__TASK TO COMPLETE__:
Copy out, word for word, the entire text below about calculating heating costs in Home Assistant.

__STUDY TEXT__:
Home Assistant Heating Season Calculations
I installed 2 minisplits this summer, a 24K BTU Gree Sapphire in the kitchen/main living space and a 12K BTU Gree Sapphire in the master bedroom. They kept the house very comfortable during the hottest days of summer and I'm looking forward to using them to complement our woodstove and oil fired furnace this winter.
The Gree Sapphire units are some of the most efficient R410 units on the market, rated at 24 SEER2 / 8.5 HSPF2 for the 12K BTU unit and 21.5 SEER2 / 9.5 HSPF for the 24K BTU unit. In most areas, it is vastly cheaper to run minisplits than alternatives like oil, but with heating season fast approaching and falling oil prices / Maine's incredibly high electricity prices, I wanted to be sure I could always run the lowest cost heat source. Fortunately, I already had most of the raw metrics to determine cost for all heat sources in home assistant. To compare apples to apples, I decided to calculate BTU/dollar for my furnace and each minisplit individually (despite both being in the same product line, due to compressor size and design, the 12K and 24K BTU unit have slightly different efficiency curves).

To determine the cost to run my oil fired furnace, I assumed a fixed 138500 BTU per gallon. I have a Biasi B10/6 boiler, rated at 86.9% efficiency. I added a helper "input number" in home assistant for oil price per gallon and then created a helper template sensor to calculate the BTU/dollar. When I fill up my tank next, I'll update the price input and the BTU/dollar will change dynamically.

__EXTRACTED DATA__:
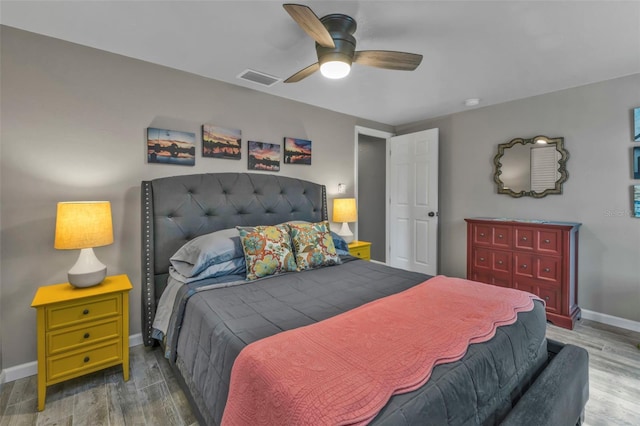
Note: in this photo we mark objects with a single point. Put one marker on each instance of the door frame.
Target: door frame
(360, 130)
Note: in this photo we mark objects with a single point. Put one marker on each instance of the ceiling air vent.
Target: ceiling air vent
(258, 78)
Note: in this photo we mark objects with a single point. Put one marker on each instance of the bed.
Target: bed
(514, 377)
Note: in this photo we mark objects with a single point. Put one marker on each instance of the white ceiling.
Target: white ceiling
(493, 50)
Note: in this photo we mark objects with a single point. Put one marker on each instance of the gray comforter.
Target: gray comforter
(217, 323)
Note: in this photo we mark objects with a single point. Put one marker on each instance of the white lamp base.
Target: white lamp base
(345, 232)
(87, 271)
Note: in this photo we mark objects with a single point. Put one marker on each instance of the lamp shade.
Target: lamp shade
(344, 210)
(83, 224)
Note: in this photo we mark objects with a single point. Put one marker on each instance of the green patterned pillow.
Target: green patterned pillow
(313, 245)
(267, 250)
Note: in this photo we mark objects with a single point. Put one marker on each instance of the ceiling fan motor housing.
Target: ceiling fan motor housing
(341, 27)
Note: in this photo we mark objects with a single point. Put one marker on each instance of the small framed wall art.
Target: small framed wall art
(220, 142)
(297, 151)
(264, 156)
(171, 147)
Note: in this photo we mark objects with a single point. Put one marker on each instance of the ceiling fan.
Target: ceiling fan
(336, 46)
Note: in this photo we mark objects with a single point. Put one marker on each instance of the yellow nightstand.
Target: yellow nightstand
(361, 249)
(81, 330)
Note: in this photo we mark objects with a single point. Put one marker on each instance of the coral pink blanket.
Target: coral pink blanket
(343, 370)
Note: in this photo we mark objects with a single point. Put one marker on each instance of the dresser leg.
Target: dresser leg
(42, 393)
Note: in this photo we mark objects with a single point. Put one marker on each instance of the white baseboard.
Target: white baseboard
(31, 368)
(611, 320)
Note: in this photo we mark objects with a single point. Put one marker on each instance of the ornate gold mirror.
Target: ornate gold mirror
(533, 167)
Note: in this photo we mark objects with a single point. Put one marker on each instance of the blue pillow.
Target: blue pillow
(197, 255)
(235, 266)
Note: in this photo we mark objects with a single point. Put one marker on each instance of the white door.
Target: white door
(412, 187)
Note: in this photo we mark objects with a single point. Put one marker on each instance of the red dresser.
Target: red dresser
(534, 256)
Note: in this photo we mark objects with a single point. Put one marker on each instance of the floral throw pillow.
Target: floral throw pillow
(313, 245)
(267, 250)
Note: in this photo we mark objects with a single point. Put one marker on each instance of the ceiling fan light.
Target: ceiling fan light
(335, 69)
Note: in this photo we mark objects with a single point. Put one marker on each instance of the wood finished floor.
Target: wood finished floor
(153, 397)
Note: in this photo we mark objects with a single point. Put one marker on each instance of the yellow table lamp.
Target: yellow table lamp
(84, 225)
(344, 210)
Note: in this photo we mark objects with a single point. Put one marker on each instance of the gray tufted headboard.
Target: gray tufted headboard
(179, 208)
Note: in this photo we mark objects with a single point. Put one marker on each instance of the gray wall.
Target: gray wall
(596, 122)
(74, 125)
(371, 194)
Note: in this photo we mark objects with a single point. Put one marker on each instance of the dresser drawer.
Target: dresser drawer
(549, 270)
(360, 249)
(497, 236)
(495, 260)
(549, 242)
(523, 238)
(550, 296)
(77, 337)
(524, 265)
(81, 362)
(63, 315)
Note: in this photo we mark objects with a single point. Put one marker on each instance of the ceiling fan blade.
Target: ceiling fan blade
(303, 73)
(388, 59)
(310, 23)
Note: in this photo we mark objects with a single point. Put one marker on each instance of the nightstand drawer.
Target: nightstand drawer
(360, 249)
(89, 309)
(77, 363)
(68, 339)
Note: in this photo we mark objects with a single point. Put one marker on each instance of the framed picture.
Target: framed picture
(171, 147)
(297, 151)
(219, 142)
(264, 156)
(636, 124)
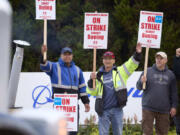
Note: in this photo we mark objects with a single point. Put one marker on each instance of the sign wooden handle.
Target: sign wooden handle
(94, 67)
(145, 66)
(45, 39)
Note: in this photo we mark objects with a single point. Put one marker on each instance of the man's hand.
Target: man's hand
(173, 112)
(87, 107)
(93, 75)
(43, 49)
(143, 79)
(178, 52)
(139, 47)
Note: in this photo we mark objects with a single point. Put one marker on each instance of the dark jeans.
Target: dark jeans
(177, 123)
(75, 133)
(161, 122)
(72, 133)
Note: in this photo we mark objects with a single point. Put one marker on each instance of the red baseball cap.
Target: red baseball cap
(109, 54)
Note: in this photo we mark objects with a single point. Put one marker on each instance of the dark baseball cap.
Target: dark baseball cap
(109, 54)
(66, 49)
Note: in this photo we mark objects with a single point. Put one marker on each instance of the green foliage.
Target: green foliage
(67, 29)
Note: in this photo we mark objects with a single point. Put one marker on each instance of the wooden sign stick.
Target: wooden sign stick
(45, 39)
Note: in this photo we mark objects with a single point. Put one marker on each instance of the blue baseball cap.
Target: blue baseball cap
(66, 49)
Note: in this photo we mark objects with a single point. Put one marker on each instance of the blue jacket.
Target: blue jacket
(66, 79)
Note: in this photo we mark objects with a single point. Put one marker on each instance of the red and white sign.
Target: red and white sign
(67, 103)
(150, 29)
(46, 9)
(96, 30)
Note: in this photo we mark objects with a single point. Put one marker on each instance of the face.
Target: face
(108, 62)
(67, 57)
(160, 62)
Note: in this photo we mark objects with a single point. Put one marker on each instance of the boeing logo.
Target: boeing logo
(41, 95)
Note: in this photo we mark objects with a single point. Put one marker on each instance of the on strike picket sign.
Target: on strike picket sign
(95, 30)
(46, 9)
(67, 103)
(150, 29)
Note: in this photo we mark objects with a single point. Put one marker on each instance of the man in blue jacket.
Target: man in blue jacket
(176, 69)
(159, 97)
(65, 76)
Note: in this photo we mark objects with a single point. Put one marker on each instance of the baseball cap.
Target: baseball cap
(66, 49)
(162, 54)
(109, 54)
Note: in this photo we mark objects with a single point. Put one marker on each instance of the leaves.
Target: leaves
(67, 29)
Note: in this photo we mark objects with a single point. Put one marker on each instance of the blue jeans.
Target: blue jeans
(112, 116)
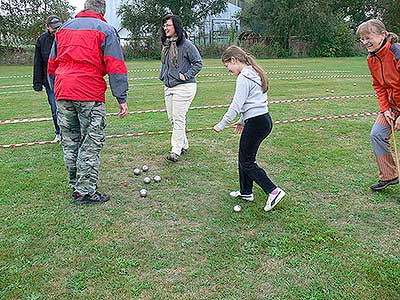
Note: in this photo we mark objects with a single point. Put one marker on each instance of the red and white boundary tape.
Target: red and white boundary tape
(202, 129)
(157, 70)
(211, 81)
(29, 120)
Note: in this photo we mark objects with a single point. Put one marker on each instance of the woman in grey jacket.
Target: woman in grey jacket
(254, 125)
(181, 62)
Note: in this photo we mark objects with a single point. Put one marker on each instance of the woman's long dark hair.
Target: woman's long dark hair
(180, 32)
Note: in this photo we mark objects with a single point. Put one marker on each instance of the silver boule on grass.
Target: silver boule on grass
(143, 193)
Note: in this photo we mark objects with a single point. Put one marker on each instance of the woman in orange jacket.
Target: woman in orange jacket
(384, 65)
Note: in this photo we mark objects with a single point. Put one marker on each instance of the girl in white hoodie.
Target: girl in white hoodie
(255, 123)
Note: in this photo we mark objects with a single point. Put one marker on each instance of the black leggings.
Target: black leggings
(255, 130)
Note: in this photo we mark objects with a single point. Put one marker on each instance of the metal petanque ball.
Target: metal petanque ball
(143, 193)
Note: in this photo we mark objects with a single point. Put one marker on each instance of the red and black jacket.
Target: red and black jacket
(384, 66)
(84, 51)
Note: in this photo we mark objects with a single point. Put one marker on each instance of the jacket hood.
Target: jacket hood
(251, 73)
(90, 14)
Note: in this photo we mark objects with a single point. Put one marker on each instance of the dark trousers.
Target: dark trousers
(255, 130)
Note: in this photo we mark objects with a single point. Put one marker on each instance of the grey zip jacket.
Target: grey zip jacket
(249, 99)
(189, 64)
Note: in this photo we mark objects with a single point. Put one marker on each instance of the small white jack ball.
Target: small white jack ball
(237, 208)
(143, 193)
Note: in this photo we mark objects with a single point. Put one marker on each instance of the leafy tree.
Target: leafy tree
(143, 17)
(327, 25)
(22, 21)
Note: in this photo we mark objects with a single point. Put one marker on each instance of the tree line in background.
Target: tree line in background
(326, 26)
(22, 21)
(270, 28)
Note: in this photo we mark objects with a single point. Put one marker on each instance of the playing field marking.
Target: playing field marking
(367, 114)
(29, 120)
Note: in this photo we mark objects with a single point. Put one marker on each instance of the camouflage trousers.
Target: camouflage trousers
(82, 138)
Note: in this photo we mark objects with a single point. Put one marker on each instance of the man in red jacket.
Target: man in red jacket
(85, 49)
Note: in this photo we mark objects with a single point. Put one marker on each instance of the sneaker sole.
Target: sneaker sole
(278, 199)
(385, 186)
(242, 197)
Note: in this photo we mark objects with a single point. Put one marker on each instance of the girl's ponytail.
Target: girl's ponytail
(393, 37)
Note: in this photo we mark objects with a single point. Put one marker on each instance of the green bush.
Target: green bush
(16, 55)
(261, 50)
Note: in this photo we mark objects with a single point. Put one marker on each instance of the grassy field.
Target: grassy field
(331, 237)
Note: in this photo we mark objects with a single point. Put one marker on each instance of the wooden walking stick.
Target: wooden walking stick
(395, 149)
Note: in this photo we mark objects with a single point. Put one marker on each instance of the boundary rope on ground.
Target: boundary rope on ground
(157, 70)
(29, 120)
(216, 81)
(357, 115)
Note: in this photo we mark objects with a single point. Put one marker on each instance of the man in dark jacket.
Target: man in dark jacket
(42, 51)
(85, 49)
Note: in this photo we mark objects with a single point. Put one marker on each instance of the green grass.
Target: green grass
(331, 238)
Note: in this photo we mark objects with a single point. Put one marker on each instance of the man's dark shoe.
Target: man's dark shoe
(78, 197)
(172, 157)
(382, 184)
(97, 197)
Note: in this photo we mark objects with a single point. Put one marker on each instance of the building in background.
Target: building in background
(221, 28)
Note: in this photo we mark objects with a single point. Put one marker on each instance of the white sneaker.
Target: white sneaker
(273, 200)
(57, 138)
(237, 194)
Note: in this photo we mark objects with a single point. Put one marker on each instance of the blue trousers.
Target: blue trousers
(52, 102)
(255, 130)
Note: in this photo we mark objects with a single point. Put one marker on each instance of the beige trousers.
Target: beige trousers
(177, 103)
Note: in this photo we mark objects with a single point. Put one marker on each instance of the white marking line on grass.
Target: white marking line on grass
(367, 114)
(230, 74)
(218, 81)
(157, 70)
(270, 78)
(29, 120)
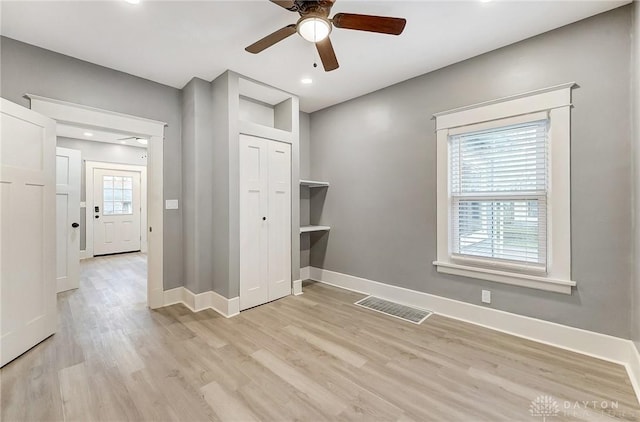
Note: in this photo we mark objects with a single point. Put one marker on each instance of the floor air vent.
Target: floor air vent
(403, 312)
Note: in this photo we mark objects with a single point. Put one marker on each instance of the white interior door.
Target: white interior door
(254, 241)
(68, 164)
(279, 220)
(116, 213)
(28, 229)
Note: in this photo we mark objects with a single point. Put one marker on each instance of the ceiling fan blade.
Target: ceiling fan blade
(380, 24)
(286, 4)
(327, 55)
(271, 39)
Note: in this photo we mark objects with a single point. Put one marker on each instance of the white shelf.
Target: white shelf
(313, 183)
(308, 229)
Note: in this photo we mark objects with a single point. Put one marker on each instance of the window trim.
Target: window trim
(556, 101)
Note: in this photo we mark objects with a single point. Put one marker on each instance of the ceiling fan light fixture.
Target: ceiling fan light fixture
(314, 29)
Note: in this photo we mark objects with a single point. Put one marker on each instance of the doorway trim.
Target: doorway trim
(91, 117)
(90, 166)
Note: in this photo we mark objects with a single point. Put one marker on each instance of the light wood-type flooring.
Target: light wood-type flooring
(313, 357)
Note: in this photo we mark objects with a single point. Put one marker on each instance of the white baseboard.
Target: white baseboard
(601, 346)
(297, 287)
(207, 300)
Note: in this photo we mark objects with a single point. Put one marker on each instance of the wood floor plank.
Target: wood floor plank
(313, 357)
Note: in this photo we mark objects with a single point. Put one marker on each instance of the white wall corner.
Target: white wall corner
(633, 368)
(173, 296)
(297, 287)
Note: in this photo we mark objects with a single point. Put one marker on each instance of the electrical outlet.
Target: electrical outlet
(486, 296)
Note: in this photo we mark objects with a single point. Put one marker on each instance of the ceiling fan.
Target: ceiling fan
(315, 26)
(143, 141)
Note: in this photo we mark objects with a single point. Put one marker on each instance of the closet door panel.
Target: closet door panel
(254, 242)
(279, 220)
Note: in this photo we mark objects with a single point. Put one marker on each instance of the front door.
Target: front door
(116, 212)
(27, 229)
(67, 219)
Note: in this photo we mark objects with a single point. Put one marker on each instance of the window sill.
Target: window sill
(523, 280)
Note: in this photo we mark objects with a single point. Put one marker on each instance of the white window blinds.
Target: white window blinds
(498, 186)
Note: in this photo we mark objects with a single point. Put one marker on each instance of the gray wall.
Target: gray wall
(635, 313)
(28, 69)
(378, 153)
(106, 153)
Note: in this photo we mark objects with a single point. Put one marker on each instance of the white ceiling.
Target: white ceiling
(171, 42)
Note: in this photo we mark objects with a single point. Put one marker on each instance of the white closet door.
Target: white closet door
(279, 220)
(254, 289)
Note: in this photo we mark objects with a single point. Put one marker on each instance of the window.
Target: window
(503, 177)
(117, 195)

__REPLY__:
Home Assistant Heating Season Calculations
I installed 2 minisplits this summer, a 24K BTU Gree Sapphire in the kitchen/main living space and a 12K BTU Gree Sapphire in the master bedroom. They kept the house very comfortable during the hottest days of summer and I'm looking forward to using them to complement our woodstove and oil fired furnace this winter.
The Gree Sapphire units are some of the most efficient R410 units on the market, rated at 24 SEER2 / 8.5 HSPF2 for the 12K BTU unit and 21.5 SEER2 / 9.5 HSPF for the 24K BTU unit. In most areas, it is vastly cheaper to run minisplits than alternatives like oil, but with heating season fast approaching and falling oil prices / Maine's incredibly high electricity prices, I wanted to be sure I could always run the lowest cost heat source. Fortunately, I already had most of the raw metrics to determine cost for all heat sources in home assistant. To compare apples to apples, I decided to calculate BTU/dollar for my furnace and each minisplit individually (despite both being in the same product line, due to compressor size and design, the 12K and 24K BTU unit have slightly different efficiency curves).

To determine the cost to run my oil fired furnace, I assumed a fixed 138500 BTU per gallon. I have a Biasi B10/6 boiler, rated at 86.9% efficiency. I added a helper "input number" in home assistant for oil price per gallon and then created a helper template sensor to calculate the BTU/dollar. When I fill up my tank next, I'll update the price input and the BTU/dollar will change dynamically.